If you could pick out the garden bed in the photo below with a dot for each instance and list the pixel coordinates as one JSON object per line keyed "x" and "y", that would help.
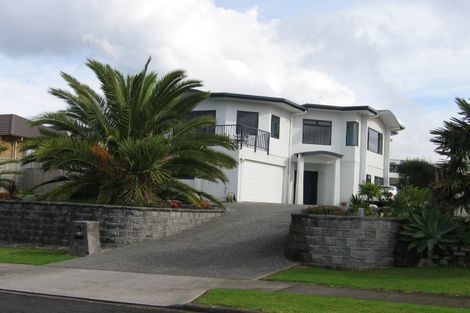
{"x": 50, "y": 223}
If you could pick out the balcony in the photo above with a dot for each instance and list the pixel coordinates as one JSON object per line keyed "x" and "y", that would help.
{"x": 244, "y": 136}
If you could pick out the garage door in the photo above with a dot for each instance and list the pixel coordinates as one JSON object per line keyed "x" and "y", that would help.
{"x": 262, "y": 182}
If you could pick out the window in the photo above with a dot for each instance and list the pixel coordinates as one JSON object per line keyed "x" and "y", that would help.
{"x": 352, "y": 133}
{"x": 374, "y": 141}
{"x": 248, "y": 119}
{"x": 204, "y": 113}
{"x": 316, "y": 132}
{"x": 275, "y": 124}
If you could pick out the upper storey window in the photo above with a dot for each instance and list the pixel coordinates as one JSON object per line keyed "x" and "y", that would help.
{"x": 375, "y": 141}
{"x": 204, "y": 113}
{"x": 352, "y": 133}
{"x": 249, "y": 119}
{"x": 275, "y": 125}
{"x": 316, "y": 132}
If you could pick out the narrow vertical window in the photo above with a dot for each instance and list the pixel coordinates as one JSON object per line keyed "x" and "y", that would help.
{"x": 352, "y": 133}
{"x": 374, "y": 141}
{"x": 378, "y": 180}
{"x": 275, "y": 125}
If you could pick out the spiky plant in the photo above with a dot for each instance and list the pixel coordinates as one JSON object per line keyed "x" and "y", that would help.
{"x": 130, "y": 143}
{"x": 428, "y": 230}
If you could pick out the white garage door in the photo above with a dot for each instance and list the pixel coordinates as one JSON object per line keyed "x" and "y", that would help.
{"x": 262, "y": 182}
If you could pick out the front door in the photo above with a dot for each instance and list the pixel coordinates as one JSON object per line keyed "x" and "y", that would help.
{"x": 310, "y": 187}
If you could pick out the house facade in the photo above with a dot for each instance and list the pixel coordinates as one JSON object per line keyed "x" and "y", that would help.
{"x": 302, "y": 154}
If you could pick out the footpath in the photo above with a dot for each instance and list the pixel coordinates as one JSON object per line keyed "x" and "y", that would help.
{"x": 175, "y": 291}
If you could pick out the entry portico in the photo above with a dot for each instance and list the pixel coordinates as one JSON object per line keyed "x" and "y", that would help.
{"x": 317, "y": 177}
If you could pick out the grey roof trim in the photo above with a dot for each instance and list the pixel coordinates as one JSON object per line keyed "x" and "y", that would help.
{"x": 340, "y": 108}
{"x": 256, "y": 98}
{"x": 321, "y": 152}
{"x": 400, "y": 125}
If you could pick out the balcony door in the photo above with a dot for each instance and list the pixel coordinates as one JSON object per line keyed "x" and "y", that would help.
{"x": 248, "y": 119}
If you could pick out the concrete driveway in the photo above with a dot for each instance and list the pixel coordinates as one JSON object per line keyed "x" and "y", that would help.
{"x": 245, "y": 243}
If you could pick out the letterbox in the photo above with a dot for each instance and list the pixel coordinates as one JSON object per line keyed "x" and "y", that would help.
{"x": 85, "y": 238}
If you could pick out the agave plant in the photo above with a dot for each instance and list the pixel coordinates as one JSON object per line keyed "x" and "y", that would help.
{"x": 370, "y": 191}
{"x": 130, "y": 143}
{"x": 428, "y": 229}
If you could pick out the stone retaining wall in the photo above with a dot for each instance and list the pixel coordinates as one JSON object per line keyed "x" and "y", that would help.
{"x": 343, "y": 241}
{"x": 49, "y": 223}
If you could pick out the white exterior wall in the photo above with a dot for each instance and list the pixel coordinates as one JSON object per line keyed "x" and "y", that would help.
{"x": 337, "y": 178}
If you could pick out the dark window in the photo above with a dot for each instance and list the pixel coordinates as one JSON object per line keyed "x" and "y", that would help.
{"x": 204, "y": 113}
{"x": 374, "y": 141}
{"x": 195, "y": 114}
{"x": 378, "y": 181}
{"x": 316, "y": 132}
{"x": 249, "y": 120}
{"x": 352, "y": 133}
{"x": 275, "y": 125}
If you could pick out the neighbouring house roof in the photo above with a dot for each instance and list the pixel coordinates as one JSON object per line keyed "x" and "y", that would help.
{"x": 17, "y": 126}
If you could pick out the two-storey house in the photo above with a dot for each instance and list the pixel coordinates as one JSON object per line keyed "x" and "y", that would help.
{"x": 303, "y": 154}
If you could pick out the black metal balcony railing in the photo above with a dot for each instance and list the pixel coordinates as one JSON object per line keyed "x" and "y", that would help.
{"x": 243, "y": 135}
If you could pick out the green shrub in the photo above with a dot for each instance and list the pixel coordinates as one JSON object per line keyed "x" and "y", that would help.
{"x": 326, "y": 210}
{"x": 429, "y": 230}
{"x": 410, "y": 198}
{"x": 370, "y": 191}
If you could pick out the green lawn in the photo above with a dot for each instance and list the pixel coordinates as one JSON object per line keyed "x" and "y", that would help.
────
Task goal
Give the material again exactly as it is, but keep the pictures out.

Exercise result
If you could pick out the garden bed in the photo below with a dot for each instance and list the pixel coordinates as one JSON object per line keyed "x" and "y", that would help.
{"x": 50, "y": 223}
If you could pick out the balcony in the photo above with a dot for each instance and list the pixel coordinates as one JSON object per line keyed "x" and "y", that would help.
{"x": 244, "y": 136}
If you could pick out the garage door in the photo above with a dot for each instance and list the pixel coordinates as one JSON object per line keyed "x" and "y", that would help.
{"x": 262, "y": 182}
If you could pick out the window in the photo above with a dot for each instance and list the pixel coordinates as one JSON object per line keyed "x" and "y", that would help.
{"x": 352, "y": 133}
{"x": 374, "y": 141}
{"x": 248, "y": 119}
{"x": 204, "y": 113}
{"x": 316, "y": 132}
{"x": 275, "y": 124}
If you could pick out the upper storey window in the photo above with a dot for each instance and list the pixel coordinates as one JSON object per line keyed "x" and "y", that would help.
{"x": 375, "y": 141}
{"x": 204, "y": 113}
{"x": 352, "y": 133}
{"x": 249, "y": 119}
{"x": 275, "y": 125}
{"x": 316, "y": 132}
If you could pick out the narrow vertical window in the photo above with a dot for each instance and list the pixel coordinates as one JSON object per line keyed "x" and "y", that would help.
{"x": 352, "y": 133}
{"x": 374, "y": 141}
{"x": 378, "y": 180}
{"x": 275, "y": 125}
If you could pick out the spiky plant in the photo above with a dot for each instance and list the pixel coordinates as one JSON object per line keyed "x" and "y", that would help.
{"x": 130, "y": 143}
{"x": 428, "y": 230}
If you could pick out the white garage door in the photo above with a dot for each instance and list the pixel coordinates as one JSON object per line keyed "x" and "y", that would help.
{"x": 262, "y": 182}
If you could pick out the front door in the photo above with a dot for each instance and list the pixel coordinates as one JSON object per line keyed "x" and "y", that would help.
{"x": 310, "y": 187}
If you could pick out the house facade in the photo above with a dot for each instance and list the pixel coordinates as one JSON object per line keyed "x" and "y", that would help.
{"x": 302, "y": 154}
If you could pick out the footpath in the photo above with a dot for each instance and list the pixel coordinates as one JSON object per line keyed "x" and "y", that would help.
{"x": 175, "y": 291}
If you could pick out the entry portico in the photo above with a dot for each instance and list the pixel coordinates as one JSON object per line keyed "x" and "y", that would help.
{"x": 317, "y": 177}
If you could pick out the grey roof trim in the photo above with a dot for each instance and list the pixel coordinates as one JSON object per line keyed "x" and "y", that would help.
{"x": 340, "y": 108}
{"x": 256, "y": 98}
{"x": 321, "y": 152}
{"x": 400, "y": 125}
If you could pick out the balcony door in the photo above with a dot for each instance and list the pixel coordinates as one JSON object per line keyed "x" and "y", that would help.
{"x": 248, "y": 119}
If you could pick out the concrete driveway in the photo above with a dot for each instance and list the pixel coordinates as one JSON object per line keyed "x" and "y", that would help.
{"x": 245, "y": 243}
If you could pick out the letterbox in the photo above with a dot for each instance and list the pixel coordinates as one JSON object per line keyed "x" and "y", that would help.
{"x": 85, "y": 238}
If you could pick out the agave plant in the photo above with a dot for each instance and list the pixel coordinates as one JSON object per line keyed "x" and "y", that would help.
{"x": 370, "y": 191}
{"x": 130, "y": 143}
{"x": 428, "y": 229}
If you could pick out the stone retaining wall in the photo above with a dot for each instance and list the pixel coordinates as one JSON object per line keyed "x" and "y", that would help.
{"x": 343, "y": 241}
{"x": 49, "y": 223}
If you could pick out the white exterior wall in the photo above with a dot for each instance and list the pixel coordinates as one JSON object per line keyed "x" and "y", that would help.
{"x": 337, "y": 178}
If you could pick out the dark window in the photo above with a dot for each instance and list the pixel coordinates as one JSON object per line keyed "x" and "y", that would help.
{"x": 204, "y": 113}
{"x": 374, "y": 141}
{"x": 195, "y": 114}
{"x": 378, "y": 181}
{"x": 316, "y": 132}
{"x": 249, "y": 120}
{"x": 352, "y": 133}
{"x": 275, "y": 125}
If you could pick out the neighbouring house roof in the photo above with a dot for each instance and list the pixel coordinates as one JSON object per line keyed "x" and "y", that would help.
{"x": 17, "y": 126}
If you could pick out the two-storey house in the photo above with a dot for each instance and list the pixel coordinates as one JSON object per line keyed "x" and "y", that would help.
{"x": 303, "y": 154}
If you could pick out the black metal balcony railing in the photo above with a dot for each instance and list the pixel coordinates as one JSON object per line keyed "x" and "y", that would help.
{"x": 243, "y": 135}
If you could pick out the green shrub in the photo above with a dot for each instance and list the pixel coordinates as one JSON object per line keyed "x" and "y", that would help.
{"x": 326, "y": 210}
{"x": 429, "y": 230}
{"x": 410, "y": 198}
{"x": 370, "y": 191}
If you could pick out the green lawn in the photo above with a dot for each instance and list the pixel coordinates as one JSON object per line keyed "x" and "y", that would help.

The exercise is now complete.